→ **THE PROBLEM**
According to the news report, how many new locally-acquired Covid-19 cases did Australia record on Friday morning?

→ **READING PASSAGE**
BEGIN
Canberra, Aug 20 (IANS): Australian Prime Minister Scott Morrison on Friday encouraged citizens to persevere through lockdowns as the country continues to battle a third wave of Covid-19 infections and the vaccine rollout accelerates.
Australia recorded 711 new locally-acquired cases of Covid-19 on Friday morning, a second day in a row to report more than 700 new cases, reports Xinhua news agency.
Addressing the media in Canberra at Parliament House, Morrison issued a reminder to state and territory leaders that restrictions should be eased when 70 per cent of the population is vaccinated under the four-stage plan out of the pandemic.
As of Friday approximately 28 per cent of Australian adults were fully vaccinated but Morrison said the rollout was ramping up with more than 300,000 jabs administered on two consecutive days for the first time.
"That is really hitting the marks that we need to hit for us to achieve the objectives of our national plan," he said.
"We've said you've, you've persevering the lockdowns. You're taking the instructions. You're making the sacrifices... And the national plan is a deal with Australians, which says when we achieve those marks of 70 per cent and 80 per cent, there'll be changes. And I'm committed to that plan."
About half the Australian population in New South Wales (NSW), Victoria and the Australian Capital Territory (ACT) was still in lockdown on Friday.
A vast majority of Friday's new cases were in NSW, Australia's most populous state, with Sydney as the capital city, and 55 in Victoria, where Melbourne is the capital city of the state.
END
→ **DATA FOR REVIEW**
BEGIN
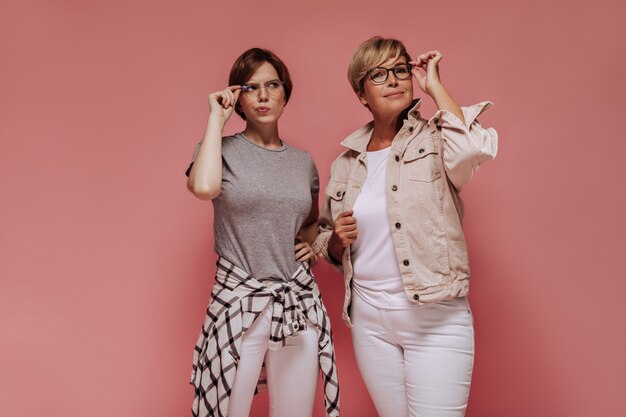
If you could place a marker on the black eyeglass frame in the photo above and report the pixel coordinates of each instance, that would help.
(409, 67)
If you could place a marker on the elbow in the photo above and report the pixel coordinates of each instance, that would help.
(202, 191)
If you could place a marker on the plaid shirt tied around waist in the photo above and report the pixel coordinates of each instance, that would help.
(237, 300)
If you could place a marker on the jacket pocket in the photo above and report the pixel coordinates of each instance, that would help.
(421, 161)
(336, 192)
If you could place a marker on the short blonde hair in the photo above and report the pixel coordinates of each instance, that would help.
(371, 53)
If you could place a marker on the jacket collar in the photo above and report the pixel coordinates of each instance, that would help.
(359, 139)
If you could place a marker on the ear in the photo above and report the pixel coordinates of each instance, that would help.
(362, 99)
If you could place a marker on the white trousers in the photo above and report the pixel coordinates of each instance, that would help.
(292, 371)
(418, 361)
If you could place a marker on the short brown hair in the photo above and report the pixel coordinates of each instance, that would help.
(249, 62)
(371, 53)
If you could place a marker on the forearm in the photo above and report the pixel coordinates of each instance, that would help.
(335, 249)
(205, 178)
(444, 101)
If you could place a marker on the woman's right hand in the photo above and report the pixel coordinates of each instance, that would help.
(222, 103)
(345, 231)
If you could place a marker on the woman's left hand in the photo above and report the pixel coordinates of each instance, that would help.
(426, 71)
(304, 252)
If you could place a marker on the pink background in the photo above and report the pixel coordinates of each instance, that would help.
(106, 260)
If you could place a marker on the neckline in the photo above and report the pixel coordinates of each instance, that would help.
(280, 149)
(383, 150)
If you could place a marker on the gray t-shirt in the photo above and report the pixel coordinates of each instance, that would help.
(266, 196)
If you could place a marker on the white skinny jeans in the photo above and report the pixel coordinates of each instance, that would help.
(292, 371)
(418, 361)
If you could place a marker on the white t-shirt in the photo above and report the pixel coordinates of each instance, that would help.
(377, 277)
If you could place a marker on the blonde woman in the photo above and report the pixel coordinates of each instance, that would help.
(391, 221)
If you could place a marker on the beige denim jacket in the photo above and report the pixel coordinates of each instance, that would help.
(429, 164)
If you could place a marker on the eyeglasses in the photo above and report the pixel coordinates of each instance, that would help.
(380, 74)
(272, 87)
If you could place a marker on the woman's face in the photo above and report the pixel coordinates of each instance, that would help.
(264, 100)
(391, 97)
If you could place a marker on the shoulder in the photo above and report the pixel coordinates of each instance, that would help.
(340, 167)
(299, 155)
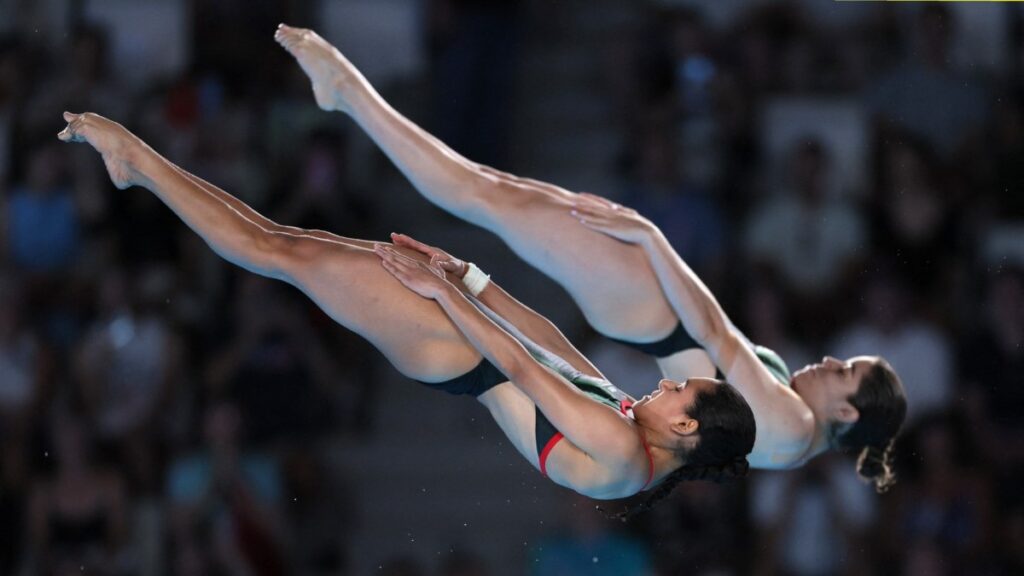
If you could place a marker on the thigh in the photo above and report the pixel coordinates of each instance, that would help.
(349, 284)
(612, 282)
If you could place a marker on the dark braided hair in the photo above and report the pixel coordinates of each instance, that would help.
(726, 436)
(882, 407)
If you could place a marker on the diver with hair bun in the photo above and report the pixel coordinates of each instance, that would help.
(629, 283)
(442, 322)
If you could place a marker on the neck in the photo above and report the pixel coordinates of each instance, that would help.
(820, 441)
(666, 458)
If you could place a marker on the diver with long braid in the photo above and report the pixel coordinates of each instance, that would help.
(443, 322)
(629, 283)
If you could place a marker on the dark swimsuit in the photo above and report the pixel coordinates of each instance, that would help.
(680, 340)
(485, 376)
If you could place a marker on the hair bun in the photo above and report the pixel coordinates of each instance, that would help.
(875, 465)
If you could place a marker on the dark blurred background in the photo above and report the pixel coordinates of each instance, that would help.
(847, 177)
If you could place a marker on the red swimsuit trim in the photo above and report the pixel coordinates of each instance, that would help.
(624, 407)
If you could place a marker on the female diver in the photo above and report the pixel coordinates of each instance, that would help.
(629, 283)
(561, 415)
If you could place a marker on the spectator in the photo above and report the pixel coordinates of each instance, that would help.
(942, 499)
(919, 351)
(274, 366)
(232, 493)
(811, 240)
(43, 223)
(812, 521)
(77, 519)
(925, 95)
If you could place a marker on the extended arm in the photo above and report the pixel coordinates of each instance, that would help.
(532, 325)
(593, 427)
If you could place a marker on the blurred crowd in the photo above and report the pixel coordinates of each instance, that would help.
(844, 188)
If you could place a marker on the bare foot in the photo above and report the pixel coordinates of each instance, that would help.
(117, 146)
(327, 68)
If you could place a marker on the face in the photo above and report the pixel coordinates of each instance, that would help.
(826, 385)
(670, 404)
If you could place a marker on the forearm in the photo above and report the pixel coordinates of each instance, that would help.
(536, 327)
(696, 306)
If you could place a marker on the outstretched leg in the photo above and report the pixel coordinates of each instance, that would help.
(611, 282)
(342, 276)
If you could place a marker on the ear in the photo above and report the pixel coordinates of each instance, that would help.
(846, 413)
(684, 426)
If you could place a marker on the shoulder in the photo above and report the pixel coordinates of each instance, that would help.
(620, 471)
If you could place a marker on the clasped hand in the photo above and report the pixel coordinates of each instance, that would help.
(426, 279)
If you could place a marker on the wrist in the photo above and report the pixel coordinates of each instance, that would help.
(474, 280)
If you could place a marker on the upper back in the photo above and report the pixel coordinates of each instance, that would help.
(784, 422)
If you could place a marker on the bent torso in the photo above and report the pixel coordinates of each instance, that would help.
(567, 465)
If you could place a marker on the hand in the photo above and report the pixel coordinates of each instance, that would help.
(438, 257)
(426, 280)
(611, 219)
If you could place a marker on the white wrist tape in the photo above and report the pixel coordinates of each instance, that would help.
(475, 281)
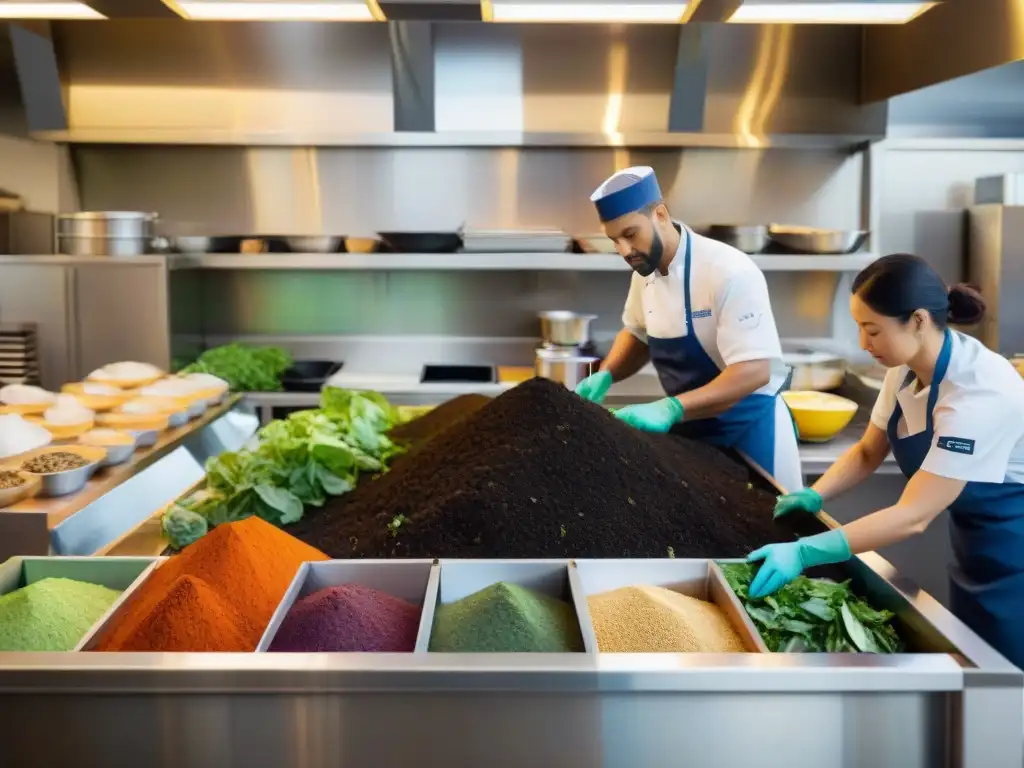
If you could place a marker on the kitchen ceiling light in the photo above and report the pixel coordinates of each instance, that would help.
(828, 12)
(589, 12)
(204, 10)
(48, 10)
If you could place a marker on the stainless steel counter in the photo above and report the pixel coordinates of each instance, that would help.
(118, 499)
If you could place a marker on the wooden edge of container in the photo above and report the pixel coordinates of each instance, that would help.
(582, 610)
(430, 599)
(723, 596)
(88, 641)
(289, 598)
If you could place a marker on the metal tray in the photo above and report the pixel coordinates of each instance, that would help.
(695, 578)
(413, 581)
(123, 573)
(459, 579)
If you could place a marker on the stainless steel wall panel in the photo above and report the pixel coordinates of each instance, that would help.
(361, 190)
(313, 78)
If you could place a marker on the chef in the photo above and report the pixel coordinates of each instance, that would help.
(952, 414)
(698, 310)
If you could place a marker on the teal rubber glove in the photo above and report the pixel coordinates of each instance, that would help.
(807, 500)
(783, 562)
(659, 416)
(595, 387)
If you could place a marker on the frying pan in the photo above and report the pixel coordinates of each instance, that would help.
(423, 242)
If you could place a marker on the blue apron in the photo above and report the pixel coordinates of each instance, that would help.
(986, 523)
(683, 365)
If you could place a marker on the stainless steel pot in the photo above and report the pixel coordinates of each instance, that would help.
(564, 366)
(115, 233)
(823, 242)
(116, 224)
(749, 239)
(565, 329)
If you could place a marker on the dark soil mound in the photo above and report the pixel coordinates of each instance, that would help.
(434, 422)
(539, 472)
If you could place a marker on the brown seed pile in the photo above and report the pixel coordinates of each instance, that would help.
(60, 461)
(653, 620)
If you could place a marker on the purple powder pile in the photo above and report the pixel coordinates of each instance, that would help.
(348, 619)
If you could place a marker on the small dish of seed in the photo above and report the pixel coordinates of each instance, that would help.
(58, 461)
(10, 479)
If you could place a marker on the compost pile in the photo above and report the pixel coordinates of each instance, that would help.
(539, 472)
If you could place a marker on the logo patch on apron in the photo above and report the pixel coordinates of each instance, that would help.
(956, 444)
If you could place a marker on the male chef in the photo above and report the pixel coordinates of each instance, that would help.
(698, 310)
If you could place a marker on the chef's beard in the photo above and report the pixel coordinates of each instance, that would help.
(649, 261)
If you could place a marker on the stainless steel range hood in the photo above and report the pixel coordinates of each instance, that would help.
(413, 83)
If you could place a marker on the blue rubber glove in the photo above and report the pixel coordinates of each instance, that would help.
(807, 500)
(595, 387)
(659, 416)
(783, 562)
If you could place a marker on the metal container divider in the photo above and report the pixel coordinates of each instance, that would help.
(692, 577)
(119, 608)
(722, 594)
(122, 573)
(459, 579)
(408, 580)
(583, 610)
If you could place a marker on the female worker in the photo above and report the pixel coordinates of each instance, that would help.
(952, 414)
(698, 310)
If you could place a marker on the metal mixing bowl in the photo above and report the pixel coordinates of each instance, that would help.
(823, 242)
(313, 244)
(745, 238)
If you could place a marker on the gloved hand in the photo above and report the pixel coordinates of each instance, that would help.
(783, 562)
(595, 386)
(659, 416)
(806, 500)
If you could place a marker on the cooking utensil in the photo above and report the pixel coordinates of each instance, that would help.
(815, 371)
(308, 376)
(819, 417)
(565, 329)
(564, 366)
(72, 480)
(192, 244)
(361, 245)
(745, 238)
(820, 242)
(314, 244)
(30, 486)
(423, 242)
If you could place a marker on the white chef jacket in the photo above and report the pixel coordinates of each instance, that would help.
(729, 303)
(978, 418)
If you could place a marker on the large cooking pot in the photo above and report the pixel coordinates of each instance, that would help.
(565, 329)
(116, 233)
(564, 366)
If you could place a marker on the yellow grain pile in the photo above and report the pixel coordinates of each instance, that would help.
(653, 620)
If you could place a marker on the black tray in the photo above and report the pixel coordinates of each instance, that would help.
(308, 376)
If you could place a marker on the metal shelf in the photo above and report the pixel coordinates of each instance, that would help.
(486, 261)
(227, 137)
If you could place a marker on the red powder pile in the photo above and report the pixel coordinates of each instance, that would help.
(217, 595)
(349, 617)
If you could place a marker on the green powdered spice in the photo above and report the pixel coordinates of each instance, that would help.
(51, 614)
(506, 619)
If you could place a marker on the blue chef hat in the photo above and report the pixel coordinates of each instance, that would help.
(626, 192)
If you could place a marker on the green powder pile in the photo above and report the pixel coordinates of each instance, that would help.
(506, 619)
(51, 614)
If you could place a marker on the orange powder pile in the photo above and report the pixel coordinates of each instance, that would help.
(217, 595)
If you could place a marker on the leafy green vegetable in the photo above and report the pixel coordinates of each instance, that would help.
(814, 615)
(299, 461)
(183, 526)
(246, 369)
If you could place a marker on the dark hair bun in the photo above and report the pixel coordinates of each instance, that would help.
(966, 305)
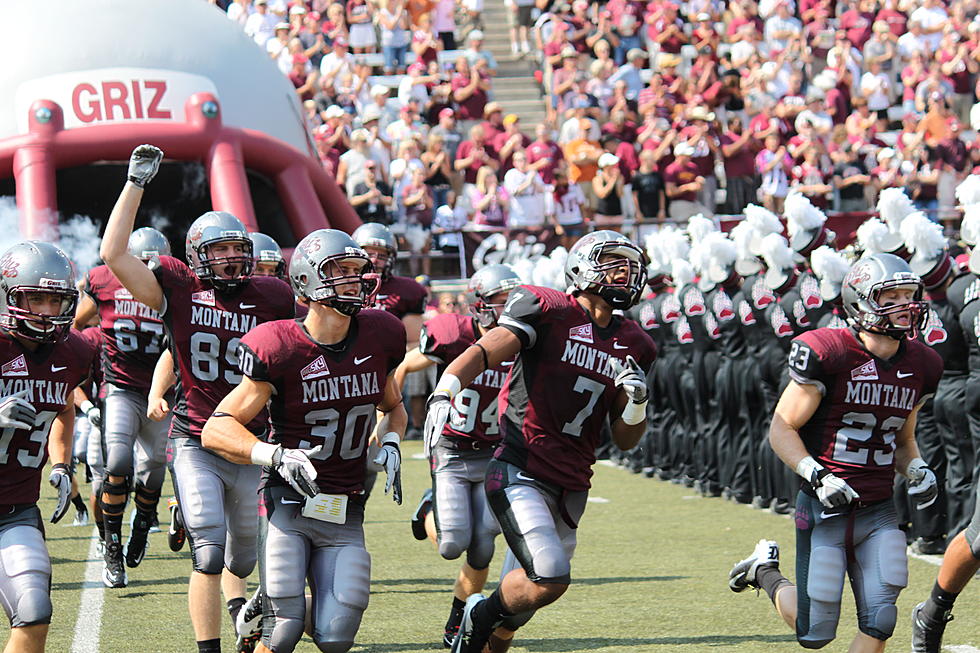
END
→ **OUTPUT BELOW**
711